### YOUR GOAL
Nothing but the lines below from the first through the one with "beak, (3) draw tight box, (4) export coordinates." should appear, printed exactly; please leave pictures out.

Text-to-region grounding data
▼

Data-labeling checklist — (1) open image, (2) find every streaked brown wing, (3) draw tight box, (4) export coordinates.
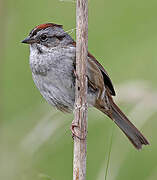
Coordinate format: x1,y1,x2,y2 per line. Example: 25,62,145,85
71,41,116,96
88,52,116,96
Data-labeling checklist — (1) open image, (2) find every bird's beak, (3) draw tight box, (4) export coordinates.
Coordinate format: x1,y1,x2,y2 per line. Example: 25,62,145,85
21,36,35,44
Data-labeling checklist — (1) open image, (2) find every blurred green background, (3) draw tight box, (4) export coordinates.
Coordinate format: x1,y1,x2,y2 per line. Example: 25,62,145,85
1,0,157,179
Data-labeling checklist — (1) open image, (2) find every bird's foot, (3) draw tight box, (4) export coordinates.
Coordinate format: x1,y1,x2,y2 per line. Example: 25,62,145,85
70,122,86,140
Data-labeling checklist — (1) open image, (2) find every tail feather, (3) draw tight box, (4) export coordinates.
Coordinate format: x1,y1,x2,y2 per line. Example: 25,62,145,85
99,99,149,150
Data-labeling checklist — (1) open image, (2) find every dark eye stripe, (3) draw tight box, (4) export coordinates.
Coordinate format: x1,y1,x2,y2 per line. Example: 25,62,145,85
54,35,65,41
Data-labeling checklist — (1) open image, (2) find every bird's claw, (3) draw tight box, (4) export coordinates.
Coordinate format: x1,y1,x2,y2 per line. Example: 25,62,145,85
70,123,86,140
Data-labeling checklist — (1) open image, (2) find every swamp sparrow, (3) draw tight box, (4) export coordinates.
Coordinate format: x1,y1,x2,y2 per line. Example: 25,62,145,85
22,23,149,149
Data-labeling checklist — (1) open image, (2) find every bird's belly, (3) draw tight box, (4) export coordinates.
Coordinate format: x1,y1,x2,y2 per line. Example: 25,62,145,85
32,70,75,111
32,70,97,112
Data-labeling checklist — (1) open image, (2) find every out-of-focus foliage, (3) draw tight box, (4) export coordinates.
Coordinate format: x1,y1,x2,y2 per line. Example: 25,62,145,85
1,0,157,179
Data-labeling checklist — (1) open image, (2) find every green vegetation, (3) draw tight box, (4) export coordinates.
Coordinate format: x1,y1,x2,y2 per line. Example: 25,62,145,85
1,0,157,179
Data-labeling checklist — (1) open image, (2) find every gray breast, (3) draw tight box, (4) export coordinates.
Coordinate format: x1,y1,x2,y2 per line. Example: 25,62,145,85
29,45,97,111
30,46,76,111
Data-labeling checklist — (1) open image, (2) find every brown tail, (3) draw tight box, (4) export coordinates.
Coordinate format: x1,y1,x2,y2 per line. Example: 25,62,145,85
99,99,149,150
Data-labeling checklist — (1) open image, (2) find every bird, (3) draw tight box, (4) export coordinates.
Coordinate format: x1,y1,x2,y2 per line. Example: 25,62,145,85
22,23,149,150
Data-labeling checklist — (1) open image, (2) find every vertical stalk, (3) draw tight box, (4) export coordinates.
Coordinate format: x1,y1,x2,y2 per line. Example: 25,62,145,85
73,0,88,180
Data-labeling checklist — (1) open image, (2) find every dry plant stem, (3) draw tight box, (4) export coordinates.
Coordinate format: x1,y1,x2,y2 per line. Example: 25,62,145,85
73,0,88,180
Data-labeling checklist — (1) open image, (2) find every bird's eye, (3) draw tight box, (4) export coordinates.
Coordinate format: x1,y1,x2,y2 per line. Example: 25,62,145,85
40,34,48,42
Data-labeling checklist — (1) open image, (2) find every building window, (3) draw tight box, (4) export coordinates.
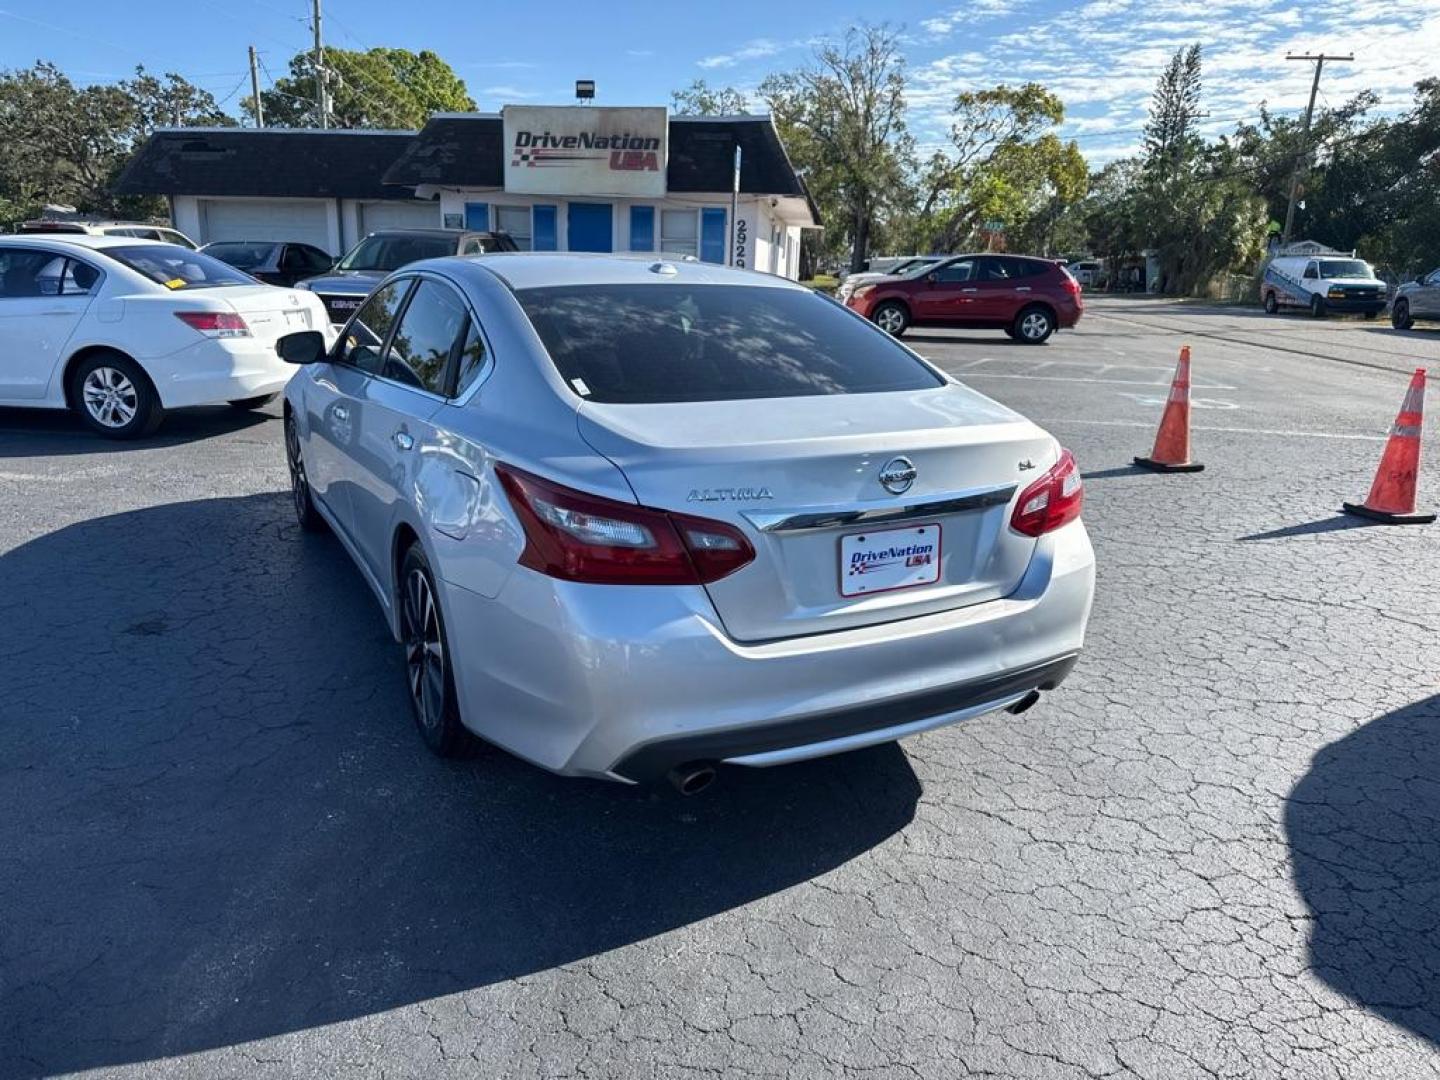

▲

### ANSWER SECTION
Data-labeling checklist — (1) open image, (2) find every streaked brown wing, (3) draw tight box, (4) export coordinates.
Coordinate format: x1,y1,x2,y2 per line. Example: 25,62,145,85
71,41,116,96
88,52,116,96
Data-labeling checklist — (1) open image, (2) find every bird's beak, (3) draw tight box, (4) export coordinates.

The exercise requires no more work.